SHORT TASK:
Every line of the records must be repeated exactly; pictures stay out.

[Point labeling examples]
━━━━━━━━━━

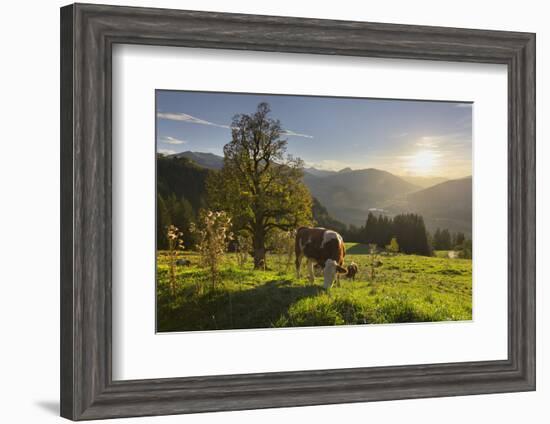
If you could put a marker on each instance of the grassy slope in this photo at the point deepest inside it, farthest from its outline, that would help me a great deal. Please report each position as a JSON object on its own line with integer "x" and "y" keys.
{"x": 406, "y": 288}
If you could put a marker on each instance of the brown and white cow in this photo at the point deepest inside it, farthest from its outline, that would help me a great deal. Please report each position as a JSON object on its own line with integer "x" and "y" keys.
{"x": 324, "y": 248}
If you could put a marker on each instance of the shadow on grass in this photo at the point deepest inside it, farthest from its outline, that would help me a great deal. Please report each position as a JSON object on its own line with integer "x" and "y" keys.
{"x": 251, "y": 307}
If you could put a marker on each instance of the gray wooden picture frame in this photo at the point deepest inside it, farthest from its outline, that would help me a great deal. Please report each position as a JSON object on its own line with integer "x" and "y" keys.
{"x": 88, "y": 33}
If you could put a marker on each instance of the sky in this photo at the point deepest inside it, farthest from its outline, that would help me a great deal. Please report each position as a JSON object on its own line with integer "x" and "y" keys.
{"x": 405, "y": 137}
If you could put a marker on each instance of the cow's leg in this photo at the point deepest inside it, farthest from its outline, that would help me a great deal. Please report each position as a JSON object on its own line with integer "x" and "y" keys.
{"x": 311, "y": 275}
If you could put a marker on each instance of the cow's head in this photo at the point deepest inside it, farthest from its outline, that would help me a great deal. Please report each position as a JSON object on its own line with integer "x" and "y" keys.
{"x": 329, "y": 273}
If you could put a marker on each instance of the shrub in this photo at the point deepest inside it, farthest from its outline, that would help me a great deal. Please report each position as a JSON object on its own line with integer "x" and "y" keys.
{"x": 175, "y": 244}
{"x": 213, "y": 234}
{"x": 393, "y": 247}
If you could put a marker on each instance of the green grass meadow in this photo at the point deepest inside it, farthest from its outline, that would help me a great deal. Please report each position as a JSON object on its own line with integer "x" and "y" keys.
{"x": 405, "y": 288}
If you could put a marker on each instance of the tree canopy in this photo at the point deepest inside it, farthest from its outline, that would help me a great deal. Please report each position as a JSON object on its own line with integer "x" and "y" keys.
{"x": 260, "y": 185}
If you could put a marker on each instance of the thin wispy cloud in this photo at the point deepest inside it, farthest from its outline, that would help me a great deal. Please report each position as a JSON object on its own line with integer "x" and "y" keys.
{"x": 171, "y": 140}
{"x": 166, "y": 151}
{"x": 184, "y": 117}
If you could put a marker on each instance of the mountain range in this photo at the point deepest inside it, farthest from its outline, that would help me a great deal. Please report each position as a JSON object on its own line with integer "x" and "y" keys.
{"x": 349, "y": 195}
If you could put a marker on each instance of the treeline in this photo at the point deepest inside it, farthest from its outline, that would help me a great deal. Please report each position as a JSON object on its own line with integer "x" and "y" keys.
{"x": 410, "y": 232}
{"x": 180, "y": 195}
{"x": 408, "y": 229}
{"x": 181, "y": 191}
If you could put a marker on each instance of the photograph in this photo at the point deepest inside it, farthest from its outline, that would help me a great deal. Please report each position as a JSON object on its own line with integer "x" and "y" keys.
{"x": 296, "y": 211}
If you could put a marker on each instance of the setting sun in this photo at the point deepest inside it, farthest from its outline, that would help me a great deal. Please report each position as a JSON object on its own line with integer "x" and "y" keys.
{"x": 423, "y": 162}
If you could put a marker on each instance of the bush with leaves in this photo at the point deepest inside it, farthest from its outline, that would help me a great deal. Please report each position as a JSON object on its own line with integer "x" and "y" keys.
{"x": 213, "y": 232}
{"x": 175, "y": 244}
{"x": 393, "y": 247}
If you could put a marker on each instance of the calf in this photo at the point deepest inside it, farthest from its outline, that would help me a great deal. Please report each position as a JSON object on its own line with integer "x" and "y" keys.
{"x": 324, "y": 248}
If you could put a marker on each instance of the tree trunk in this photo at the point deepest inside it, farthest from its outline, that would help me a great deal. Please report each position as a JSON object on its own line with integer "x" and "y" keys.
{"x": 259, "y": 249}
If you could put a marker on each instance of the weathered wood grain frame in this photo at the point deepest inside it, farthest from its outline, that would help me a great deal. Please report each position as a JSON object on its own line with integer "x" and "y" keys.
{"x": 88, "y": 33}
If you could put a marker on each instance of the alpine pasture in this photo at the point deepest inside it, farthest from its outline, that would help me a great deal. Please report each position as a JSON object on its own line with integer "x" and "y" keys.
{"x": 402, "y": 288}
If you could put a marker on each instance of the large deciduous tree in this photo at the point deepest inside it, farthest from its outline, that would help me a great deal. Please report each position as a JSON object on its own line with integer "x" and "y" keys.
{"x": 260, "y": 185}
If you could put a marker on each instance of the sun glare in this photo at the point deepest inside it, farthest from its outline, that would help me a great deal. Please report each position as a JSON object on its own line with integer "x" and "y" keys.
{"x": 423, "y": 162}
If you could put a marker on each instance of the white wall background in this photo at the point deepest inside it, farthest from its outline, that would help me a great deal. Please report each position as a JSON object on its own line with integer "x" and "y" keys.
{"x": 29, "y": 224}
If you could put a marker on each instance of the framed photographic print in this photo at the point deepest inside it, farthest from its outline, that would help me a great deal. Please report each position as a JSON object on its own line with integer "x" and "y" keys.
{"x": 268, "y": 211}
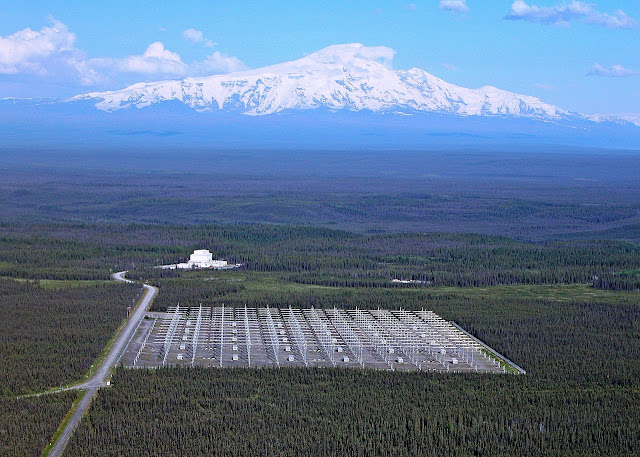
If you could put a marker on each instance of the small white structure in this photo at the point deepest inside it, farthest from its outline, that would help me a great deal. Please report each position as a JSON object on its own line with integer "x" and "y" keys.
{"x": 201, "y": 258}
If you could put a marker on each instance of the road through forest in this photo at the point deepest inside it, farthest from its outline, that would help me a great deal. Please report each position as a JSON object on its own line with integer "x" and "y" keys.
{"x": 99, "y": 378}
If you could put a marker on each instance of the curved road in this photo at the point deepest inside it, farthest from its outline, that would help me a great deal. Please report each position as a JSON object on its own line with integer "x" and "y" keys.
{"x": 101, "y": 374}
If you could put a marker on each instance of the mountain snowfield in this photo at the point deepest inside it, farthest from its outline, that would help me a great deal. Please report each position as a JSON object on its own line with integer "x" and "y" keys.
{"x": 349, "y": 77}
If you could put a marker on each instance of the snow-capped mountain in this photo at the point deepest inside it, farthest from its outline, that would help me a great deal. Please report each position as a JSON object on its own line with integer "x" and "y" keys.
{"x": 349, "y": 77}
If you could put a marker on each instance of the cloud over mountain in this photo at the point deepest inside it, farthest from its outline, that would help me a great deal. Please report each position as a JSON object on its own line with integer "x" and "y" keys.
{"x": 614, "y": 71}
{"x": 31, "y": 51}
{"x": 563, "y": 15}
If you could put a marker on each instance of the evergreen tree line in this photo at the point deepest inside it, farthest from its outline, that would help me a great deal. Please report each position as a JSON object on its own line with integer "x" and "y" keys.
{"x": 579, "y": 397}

━━━━━━━━━━

SOLUTION FOR THIS TASK:
If you could put a marker on each instance of the grassy slope in this photo at the point deepest inside it, farthest from its outline, that would help me a great deal. Please report each position as a JSON object on its own line with integer "x" and "y" keys.
{"x": 406, "y": 288}
If you could put a marker on each instance of the brown and white cow in this photo at the point deepest inside it, farthest from its outline, that would help me a great deal. Please report each position as a JSON object on its own line with integer "x" and "y" keys.
{"x": 324, "y": 248}
If you could put a marker on each instance of the shadow on grass in this photo at the point deepest inside it, farthest from its outline, that would help me a great deal. Please report each position as a JSON object on its own line with integer "x" and "y" keys.
{"x": 251, "y": 307}
If you could put a marker on each instance of the gray wooden picture frame in this photo at the point deepest inside it, farthest from its outline, that would help me a great deal. Please report each position as a JSON object on its own line with integer "x" and "y" keys.
{"x": 88, "y": 33}
If you could put a marker on each instance of the sky in this photo at the point deepest inside it, farthest from its outline, that would help me a great deal. Please report each position as a JSON object on its own line with integer "x" and "y" keys.
{"x": 405, "y": 137}
If you could put a marker on each instance of the cow's leg in this photo at the point deepest inside it, farthest from its outline, that would help me a great deal. Please report each position as a JSON object on its own line with integer "x" and "y" keys.
{"x": 311, "y": 275}
If you could put a marker on each instance of the cow's head in this photo at the point deepest inside it, farthest from its outline, that would help me a great deal. Please report each position as a JSON object on its own line with integer "x" and "y" keys.
{"x": 329, "y": 273}
If you could put a marker on each instance of the shrub in this photo at the point deepest inside it, farthest from its outline, that would help me a great deal. Please report each position as a JSON object on its own line with integer "x" and "y" keys.
{"x": 175, "y": 244}
{"x": 213, "y": 234}
{"x": 393, "y": 247}
If you could put a marker on each instance of the green grass meadow in this photo at the point deepest inside it, farthest from its outline, that would help me a great deal. Please report each position as a JSON object on its own line with integer "x" and "y" keys.
{"x": 405, "y": 288}
If you could put a marker on each instance of the tree canopy in this photo at the point deepest inside it, farthest from its outline, that would help me a great deal. Please report each position as a JSON object on its own line with integer "x" and "y" keys.
{"x": 260, "y": 185}
If you could put a marker on each instance of the thin wispy cloud in this photo at the point deepest inside it, farthest from its outline, that would help me a great deal. Please report each position as a JSON object on its own line with integer "x" and "y" keys.
{"x": 171, "y": 140}
{"x": 166, "y": 151}
{"x": 184, "y": 117}
If you could put a marker on each instance of the mountain range in this photo at the point deepest inside it, farthest from its outline, that would help me a great deal. Please report each position as a JSON object on its own line with integer "x" and "y" keys.
{"x": 349, "y": 195}
If you could put a marker on each instance of the treeline in this photo at the point deepest inside it, farthest from its outline, that would help me a great deal. Please report each position as a JSON object on its own line with integer "x" and "y" keys.
{"x": 410, "y": 232}
{"x": 180, "y": 195}
{"x": 408, "y": 229}
{"x": 181, "y": 191}
If you could put a marker on each instance of the photograph in this photo at the point deepest inside it, farthest from its outline, that would help me a great deal. Please report each position as a JSON object on its own line with integer "x" and "y" keys.
{"x": 296, "y": 211}
If you could put a marker on each instance of the setting sun in this photo at the point deepest inside it, farthest from its outline, that would help me a great deal. Please report each position as a JSON object on its own line with integer "x" and "y" keys.
{"x": 423, "y": 162}
If you could put a marker on each instance of the bush with leaves in this photo at the point deepest inside it, farthest from its outline, that would help me a great deal. Please report each position as a JSON object on its own line with integer "x" and "y" keys.
{"x": 213, "y": 232}
{"x": 175, "y": 244}
{"x": 393, "y": 247}
If you could put a marker on each instance of the calf in this photo at the point deepest inside it, farthest from its outline, that would help me a great deal. Please report each position as a JSON object on its own line with integer "x" and "y" keys.
{"x": 324, "y": 248}
If you could put a marker on each instance of the tree trunk in this photo at the point deepest inside it, farthest from its outline, that would help me a great deal. Please report each position as a JSON object on its own line with integer "x" and "y" keys.
{"x": 259, "y": 249}
If you could put a marker on each instance of the weathered wood grain frame in this photo at the point deepest inside it, farthest from its outline, that would help me a great deal. Please report each position as a JSON object on its own line with integer "x" and "y" keys.
{"x": 88, "y": 33}
If you could put a marker on each instance of the alpine pasture in this photo at the point deepest inside it, farthest from its outline, that would help me a great deal. Please report each position as a JSON object on its own line with integer "x" and "y" keys.
{"x": 402, "y": 288}
If you could put a marker on each instance of the large deciduous tree in this photo at the point deepest inside it, farthest from its outline, that would help me a great deal. Please report each position as a JSON object on its own line with integer "x" and "y" keys.
{"x": 260, "y": 185}
If you could put a marker on each instance of the sun glare in this photo at the point deepest inside it, farthest from its outline, that would help me a great deal. Please report each position as a JSON object on its own line with integer "x" and "y" keys.
{"x": 423, "y": 162}
If you could put a marker on each instance of the white wall background in this photo at the point deepest inside it, farthest from its outline, that would help me a great deal. Please report each position as a JSON object on its own line with integer "x" and "y" keys.
{"x": 29, "y": 224}
If you could put a marker on each instance of the framed photographic print in this photo at the point deepest inside it, farthest from its outline, that would help me a great deal. Please report each position as a JSON object on its own line with integer "x" and "y" keys.
{"x": 268, "y": 211}
If you could put a marker on each instance of the small white structure in this photo at the point deepest inside it, farthest from its outline, that would help me a great deal. Please report each position as a JSON object on its own line with integer "x" and "y" keys.
{"x": 201, "y": 258}
If you could put a marker on each instance of the road through forest in this photo at the point deepest inside it, farthest from its outline, that would help me a great deal. Please report each position as a JSON object on its own line with integer "x" and "y" keys.
{"x": 99, "y": 378}
If you could put a marker on each instance of the curved road in this photo at the point deepest inside it, farthest from its outline, that would help me a great deal. Please report each position as a JSON object on its own line with integer "x" and "y" keys.
{"x": 101, "y": 374}
If you could put a marker on each instance of the mountain snowfield in this photo at the point deepest inside it, farthest from its outline, that would help me a great deal. Please report each position as a JSON object on its own line with integer "x" and "y" keys.
{"x": 349, "y": 77}
If you could put a marker on each instance of the snow-capped mountain in this photo at the point deepest inside it, farthest from its outline, that would help me a great deal. Please report each position as a JSON object on its own line with integer "x" and "y" keys.
{"x": 349, "y": 77}
If you could put a marker on each instance of the cloud over mountain in this photo at the point deepest inside it, farthest from its outline, that would help me a great deal. Please report each position as a JSON object on its own line with integer "x" and "y" keys.
{"x": 614, "y": 71}
{"x": 31, "y": 51}
{"x": 563, "y": 15}
If you could put a marker on each instance of the evergreen tree line in this photo at the point deepest inside it, farthest from its outline, that would help me a great deal. Please report each position as a JSON object on its own line with integer "x" and "y" keys.
{"x": 579, "y": 397}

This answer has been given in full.